== Selected excerpt ==
But Adam Henrique has become the big savior for the Devils on more than one occasion this post-season. He netted his third game-winning goal in the playoffs to break the tie at 15:29. Ilya Kovalchuk sealed the Devils’ win with an empty-netter at 19:40.
Henrique has scored twice in overtime to end the seasons for both the Florida Panthers and the New York Rangers in the series-clincher games. He is the first rookie to tally three game-winners in one playoff year since 1999 when Chris Drury (4) and Milan Hejduk (3) from the Colorado Avalanche tallied their game-winners.
“Henrique already has scored two overtime goals in the 2012 playoffs, tying the NHL rookie record set by Montreal’s Jacques Lemaire in 1968 and equaled by Montreal’s Claude Lemieux in 1986.” [NHL]
Both Lemaire and Lemieux have deep ties within the Devils’ organization, so it’s incredible to see how they are now all linked to each other. History can and does repeat itself…just like fans are hoping that the Toronto Maple Leafs 1942 Stanley Cup run will be repeated once again.
In 1942, the Toronto Maple Leafs were trailing the series 0-3. The coach decided to sit out their lead goal scorer and give two younger players a shot. It was a severe risk that the Leafs were taking, but the team they had on the ice wasn’t working for them.
===
Exercise instructions
Update the stretch of the playoff passage from "Henrique has scored" through "repeated once again." by changing "overtime" to "extra time" wherever it appears.
== Provided data ==
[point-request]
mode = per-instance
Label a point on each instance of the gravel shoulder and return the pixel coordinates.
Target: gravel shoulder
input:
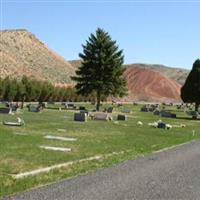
(170, 174)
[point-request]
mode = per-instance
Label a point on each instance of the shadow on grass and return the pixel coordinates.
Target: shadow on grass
(188, 118)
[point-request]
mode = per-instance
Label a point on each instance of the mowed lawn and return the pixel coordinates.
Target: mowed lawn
(122, 140)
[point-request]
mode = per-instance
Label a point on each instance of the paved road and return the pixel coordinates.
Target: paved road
(172, 174)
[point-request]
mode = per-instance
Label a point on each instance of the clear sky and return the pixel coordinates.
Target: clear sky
(160, 32)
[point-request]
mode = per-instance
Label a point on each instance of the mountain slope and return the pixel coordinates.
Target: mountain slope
(149, 85)
(177, 74)
(21, 53)
(151, 82)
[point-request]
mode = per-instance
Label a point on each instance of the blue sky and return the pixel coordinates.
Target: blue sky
(156, 32)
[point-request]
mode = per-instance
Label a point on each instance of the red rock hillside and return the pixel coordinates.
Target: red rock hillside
(150, 85)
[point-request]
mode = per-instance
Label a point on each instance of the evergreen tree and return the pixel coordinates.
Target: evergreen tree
(101, 69)
(190, 92)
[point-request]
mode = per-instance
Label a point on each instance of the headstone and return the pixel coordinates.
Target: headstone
(4, 110)
(121, 117)
(82, 108)
(102, 116)
(167, 114)
(85, 112)
(109, 110)
(81, 117)
(161, 125)
(126, 111)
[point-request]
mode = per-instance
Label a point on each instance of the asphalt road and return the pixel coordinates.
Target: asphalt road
(172, 174)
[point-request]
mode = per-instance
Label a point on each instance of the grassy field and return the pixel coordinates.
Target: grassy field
(115, 141)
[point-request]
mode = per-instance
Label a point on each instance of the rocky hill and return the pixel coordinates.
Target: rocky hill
(21, 53)
(151, 82)
(177, 74)
(150, 85)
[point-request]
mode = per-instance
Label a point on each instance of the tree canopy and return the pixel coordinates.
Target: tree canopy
(190, 92)
(28, 89)
(101, 69)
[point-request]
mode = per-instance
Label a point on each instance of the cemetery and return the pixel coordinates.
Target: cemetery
(51, 144)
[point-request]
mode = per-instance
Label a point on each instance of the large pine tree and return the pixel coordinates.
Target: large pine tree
(190, 92)
(101, 69)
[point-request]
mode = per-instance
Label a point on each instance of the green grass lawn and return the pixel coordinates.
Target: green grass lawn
(20, 151)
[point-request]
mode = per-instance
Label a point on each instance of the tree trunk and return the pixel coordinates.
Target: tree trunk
(196, 106)
(98, 100)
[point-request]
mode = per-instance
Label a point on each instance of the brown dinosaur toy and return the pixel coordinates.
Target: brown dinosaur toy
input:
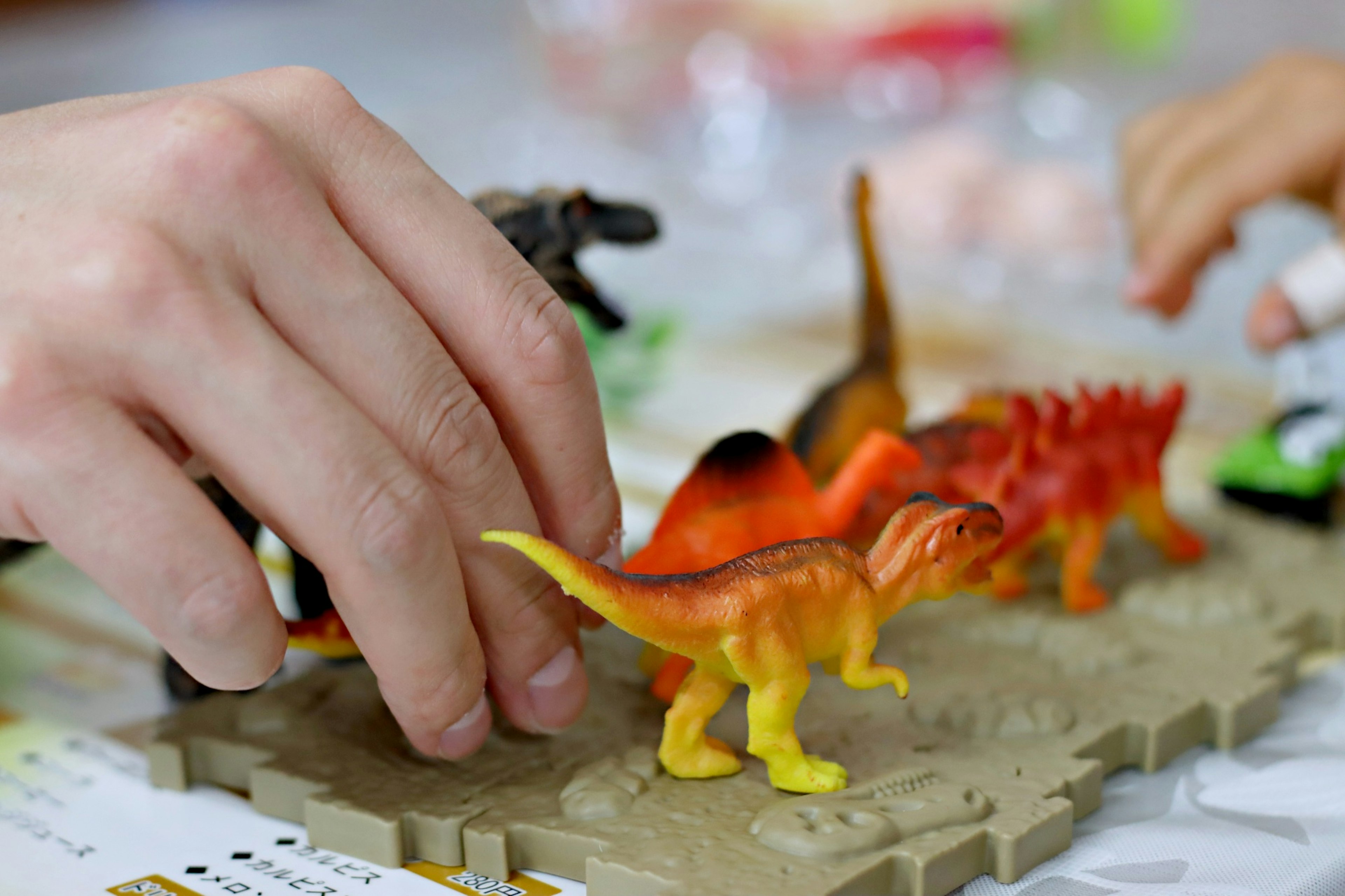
(760, 619)
(551, 225)
(867, 397)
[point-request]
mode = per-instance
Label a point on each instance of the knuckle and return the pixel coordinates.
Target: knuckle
(208, 145)
(320, 100)
(135, 279)
(458, 443)
(315, 85)
(26, 373)
(399, 524)
(541, 327)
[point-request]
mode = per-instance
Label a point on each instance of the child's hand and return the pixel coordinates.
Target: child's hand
(259, 275)
(1194, 165)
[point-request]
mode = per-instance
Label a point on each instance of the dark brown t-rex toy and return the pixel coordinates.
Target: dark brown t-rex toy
(549, 227)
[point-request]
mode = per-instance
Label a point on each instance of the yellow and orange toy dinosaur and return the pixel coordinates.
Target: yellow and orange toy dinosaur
(744, 494)
(762, 618)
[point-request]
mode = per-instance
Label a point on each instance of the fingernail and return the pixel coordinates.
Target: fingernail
(1138, 287)
(613, 557)
(559, 691)
(1273, 321)
(467, 734)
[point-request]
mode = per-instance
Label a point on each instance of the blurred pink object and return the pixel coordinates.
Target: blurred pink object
(1043, 209)
(930, 189)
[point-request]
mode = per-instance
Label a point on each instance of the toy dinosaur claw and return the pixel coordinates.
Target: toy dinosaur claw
(711, 759)
(807, 776)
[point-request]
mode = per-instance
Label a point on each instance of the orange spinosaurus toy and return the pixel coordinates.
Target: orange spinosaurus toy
(1058, 473)
(762, 618)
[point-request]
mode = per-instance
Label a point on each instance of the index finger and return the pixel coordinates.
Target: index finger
(512, 335)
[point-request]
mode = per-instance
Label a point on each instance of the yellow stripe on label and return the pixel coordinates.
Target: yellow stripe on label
(152, 886)
(474, 884)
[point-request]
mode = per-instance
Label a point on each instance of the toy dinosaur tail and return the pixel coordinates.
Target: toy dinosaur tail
(657, 609)
(877, 343)
(868, 396)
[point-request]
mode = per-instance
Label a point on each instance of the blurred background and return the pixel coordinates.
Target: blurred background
(991, 126)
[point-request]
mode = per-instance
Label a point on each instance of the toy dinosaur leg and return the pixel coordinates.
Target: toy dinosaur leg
(687, 751)
(1079, 591)
(670, 677)
(1177, 543)
(651, 660)
(860, 672)
(778, 680)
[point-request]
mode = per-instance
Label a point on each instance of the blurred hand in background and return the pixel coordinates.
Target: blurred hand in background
(1191, 166)
(259, 276)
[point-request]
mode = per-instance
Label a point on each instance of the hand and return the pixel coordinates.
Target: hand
(260, 275)
(1194, 165)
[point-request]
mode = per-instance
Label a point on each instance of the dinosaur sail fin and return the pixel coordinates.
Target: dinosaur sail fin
(744, 465)
(871, 465)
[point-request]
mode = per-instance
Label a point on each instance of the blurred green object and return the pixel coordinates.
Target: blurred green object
(1254, 463)
(1141, 30)
(627, 362)
(1255, 471)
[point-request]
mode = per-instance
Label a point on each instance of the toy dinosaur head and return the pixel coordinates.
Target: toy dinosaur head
(931, 549)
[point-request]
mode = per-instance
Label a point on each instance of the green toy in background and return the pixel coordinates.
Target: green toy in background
(1289, 469)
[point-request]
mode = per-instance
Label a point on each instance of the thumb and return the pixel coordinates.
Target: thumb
(1306, 298)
===
Written reply
Henrique has scored twice in extra time to end the seasons for both the Florida Panthers and the New York Rangers in the series-clincher games. He is the first rookie to tally three game-winners in one playoff year since 1999 when Chris Drury (4) and Milan Hejduk (3) from the Colorado Avalanche tallied their game-winners.
“Henrique already has scored two extra time goals in the 2012 playoffs, tying the NHL rookie record set by Montreal’s Jacques Lemaire in 1968 and equaled by Montreal’s Claude Lemieux in 1986.” [NHL]
Both Lemaire and Lemieux have deep ties within the Devils’ organization, so it’s incredible to see how they are now all linked to each other. History can and does repeat itself…just like fans are hoping that the Toronto Maple Leafs 1942 Stanley Cup run will be repeated once again.